**TASK ITEM:**
Lines with the word "chimney" are the ones wanted. Copy each of them from the entries below.

**RECORDS TO USE:**
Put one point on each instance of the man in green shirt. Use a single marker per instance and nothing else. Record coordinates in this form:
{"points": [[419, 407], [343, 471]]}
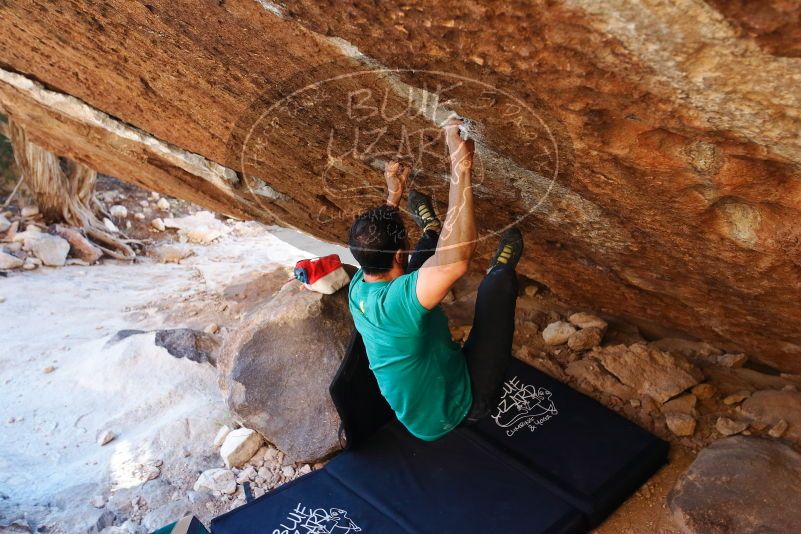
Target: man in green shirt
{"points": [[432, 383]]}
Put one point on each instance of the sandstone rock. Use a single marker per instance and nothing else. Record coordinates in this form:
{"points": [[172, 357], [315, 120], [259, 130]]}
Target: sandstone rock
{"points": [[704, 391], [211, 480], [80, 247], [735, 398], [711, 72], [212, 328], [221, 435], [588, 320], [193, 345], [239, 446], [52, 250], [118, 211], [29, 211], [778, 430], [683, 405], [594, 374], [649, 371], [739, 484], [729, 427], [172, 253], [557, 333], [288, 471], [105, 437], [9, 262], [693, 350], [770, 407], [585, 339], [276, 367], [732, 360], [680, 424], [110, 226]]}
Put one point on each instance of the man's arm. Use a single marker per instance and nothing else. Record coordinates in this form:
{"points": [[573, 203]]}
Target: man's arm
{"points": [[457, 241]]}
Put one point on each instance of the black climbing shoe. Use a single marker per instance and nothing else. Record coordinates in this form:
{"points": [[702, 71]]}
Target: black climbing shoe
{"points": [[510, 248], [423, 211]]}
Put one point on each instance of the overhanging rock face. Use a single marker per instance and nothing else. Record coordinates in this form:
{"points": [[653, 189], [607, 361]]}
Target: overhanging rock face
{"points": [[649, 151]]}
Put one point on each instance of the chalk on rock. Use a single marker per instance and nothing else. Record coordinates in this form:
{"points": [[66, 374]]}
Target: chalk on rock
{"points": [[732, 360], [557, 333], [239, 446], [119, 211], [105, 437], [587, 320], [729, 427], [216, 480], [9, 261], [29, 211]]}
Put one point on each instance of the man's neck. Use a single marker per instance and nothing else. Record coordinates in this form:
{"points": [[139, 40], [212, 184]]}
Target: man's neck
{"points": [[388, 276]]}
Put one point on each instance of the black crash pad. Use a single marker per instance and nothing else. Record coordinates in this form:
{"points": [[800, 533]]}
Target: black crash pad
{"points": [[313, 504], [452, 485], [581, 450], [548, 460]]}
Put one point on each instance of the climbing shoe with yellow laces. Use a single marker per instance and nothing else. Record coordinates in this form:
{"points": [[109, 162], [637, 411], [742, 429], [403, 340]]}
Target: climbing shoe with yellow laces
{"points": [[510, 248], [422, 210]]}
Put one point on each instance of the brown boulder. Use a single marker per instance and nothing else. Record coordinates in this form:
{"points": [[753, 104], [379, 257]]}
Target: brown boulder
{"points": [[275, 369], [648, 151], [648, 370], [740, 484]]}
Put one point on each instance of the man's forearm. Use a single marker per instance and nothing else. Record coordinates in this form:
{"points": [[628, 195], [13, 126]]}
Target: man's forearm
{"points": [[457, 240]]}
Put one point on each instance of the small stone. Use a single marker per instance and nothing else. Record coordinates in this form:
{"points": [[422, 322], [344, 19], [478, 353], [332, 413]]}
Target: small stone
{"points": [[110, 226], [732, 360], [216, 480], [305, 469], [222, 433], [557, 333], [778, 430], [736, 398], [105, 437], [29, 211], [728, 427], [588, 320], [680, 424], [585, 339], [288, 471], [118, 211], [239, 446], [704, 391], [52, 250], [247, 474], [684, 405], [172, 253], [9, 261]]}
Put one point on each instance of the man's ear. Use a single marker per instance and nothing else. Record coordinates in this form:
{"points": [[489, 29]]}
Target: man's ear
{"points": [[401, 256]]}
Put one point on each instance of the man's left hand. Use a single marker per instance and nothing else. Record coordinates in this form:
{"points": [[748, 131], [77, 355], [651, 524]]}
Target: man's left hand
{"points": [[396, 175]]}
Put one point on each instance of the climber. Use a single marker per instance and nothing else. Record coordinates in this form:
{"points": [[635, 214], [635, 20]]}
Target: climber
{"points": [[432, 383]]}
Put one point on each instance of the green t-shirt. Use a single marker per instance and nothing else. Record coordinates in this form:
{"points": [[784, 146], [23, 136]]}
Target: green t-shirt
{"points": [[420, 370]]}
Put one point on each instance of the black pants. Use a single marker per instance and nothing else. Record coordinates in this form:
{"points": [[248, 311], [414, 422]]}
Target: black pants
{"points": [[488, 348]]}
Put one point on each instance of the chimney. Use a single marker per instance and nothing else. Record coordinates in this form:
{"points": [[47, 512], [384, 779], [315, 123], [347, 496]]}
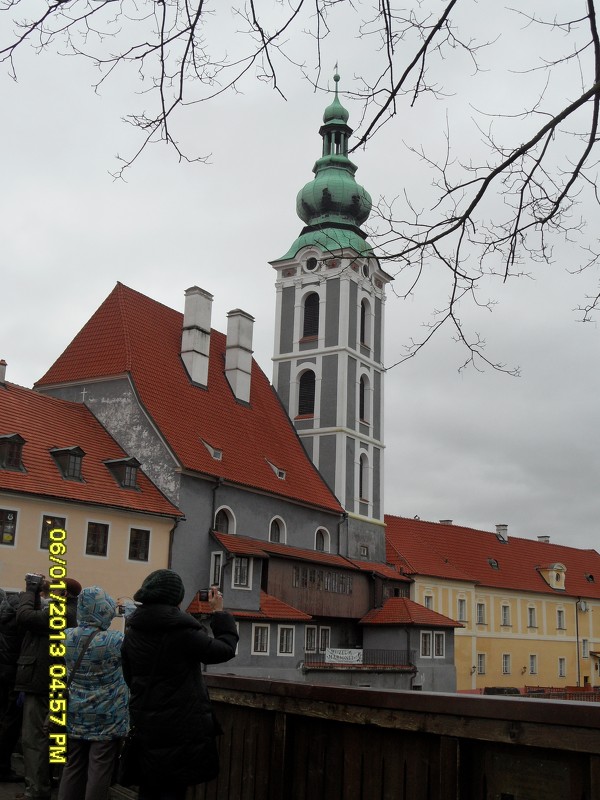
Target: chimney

**ANSWER TO THE PROBLEM:**
Put one point on each instance of the chimney. Use a single marker per instance and nothing else. Record coordinates in this form:
Target: chimney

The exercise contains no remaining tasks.